(Dataset records)
%%
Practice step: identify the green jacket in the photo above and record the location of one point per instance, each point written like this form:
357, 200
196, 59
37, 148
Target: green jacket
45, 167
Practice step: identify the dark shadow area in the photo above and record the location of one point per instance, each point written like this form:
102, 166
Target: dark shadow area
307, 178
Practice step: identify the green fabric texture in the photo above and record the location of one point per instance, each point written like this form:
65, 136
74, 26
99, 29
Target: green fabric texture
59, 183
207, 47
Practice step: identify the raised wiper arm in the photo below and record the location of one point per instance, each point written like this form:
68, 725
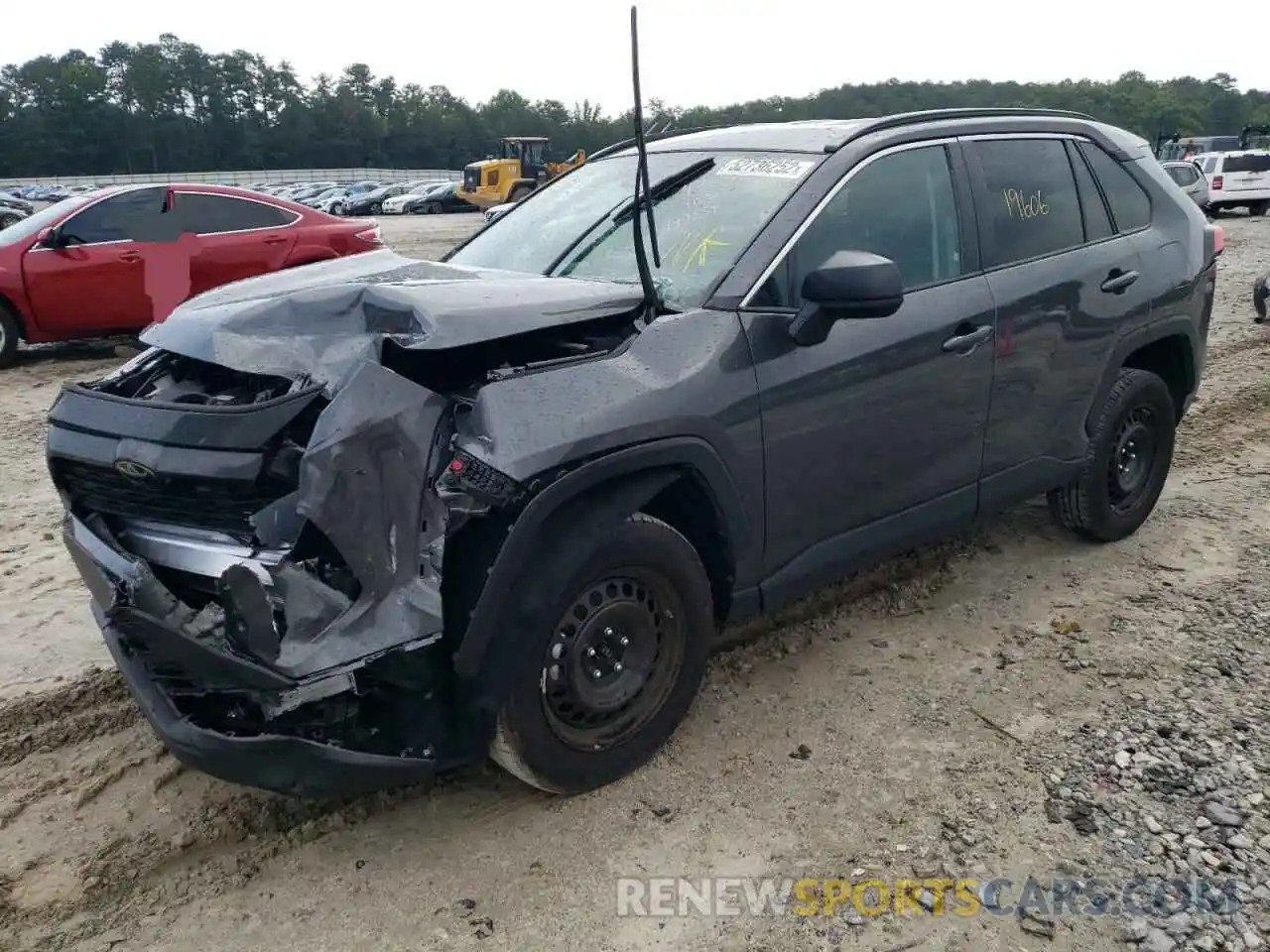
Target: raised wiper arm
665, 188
%%
%%
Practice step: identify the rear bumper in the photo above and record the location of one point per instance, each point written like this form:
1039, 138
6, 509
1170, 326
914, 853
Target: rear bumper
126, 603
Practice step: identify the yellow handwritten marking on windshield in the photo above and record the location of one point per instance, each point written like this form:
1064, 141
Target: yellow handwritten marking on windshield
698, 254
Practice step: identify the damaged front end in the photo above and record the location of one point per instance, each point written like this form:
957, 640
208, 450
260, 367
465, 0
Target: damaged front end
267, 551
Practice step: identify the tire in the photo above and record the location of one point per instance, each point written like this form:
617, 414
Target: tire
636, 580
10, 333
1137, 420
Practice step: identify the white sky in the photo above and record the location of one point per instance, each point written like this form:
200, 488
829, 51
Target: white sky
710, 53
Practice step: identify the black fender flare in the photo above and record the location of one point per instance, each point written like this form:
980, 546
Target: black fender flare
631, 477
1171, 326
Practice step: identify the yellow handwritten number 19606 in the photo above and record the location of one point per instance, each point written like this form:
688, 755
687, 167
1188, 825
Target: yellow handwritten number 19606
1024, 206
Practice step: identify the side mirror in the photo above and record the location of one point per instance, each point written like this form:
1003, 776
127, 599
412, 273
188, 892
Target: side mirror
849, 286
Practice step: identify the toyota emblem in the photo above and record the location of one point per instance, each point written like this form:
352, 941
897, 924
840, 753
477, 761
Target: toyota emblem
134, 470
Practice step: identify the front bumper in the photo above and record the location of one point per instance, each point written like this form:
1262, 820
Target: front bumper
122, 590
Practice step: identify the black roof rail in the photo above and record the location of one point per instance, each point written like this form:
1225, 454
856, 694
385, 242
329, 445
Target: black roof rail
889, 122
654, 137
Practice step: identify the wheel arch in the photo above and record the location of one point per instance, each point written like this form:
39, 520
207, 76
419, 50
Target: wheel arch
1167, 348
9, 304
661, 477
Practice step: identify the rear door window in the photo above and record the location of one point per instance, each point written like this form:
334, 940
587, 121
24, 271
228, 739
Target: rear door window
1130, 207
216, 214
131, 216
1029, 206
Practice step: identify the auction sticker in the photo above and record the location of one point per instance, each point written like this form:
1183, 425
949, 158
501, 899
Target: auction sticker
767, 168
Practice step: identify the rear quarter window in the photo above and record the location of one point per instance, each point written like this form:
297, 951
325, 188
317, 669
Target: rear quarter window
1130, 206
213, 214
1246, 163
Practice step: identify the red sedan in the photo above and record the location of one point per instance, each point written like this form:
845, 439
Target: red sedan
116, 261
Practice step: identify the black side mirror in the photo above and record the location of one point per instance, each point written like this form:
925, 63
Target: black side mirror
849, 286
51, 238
%%
• [Your goal]:
Report every line of the records above that contains the string "wheel", treating case as significant.

• [Exercise output]:
Practice step: identify the wheel arch in the photo above and record the location of one point per instance, each point written like this form:
Target: wheel arch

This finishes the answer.